■ Task directions ■
Find the number of lines in these records where the word "instance" appears. Reply with that number and nothing more.
------------------------------------
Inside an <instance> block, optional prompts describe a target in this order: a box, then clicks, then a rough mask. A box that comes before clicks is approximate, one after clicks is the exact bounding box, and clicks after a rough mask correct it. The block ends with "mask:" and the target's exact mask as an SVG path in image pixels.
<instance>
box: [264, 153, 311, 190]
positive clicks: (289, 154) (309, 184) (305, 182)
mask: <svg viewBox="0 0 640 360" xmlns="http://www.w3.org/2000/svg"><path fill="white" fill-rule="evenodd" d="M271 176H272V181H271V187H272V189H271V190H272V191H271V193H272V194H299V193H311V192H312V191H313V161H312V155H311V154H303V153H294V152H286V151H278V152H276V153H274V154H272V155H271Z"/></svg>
------------------------------------
■ Solution for this exercise ■
2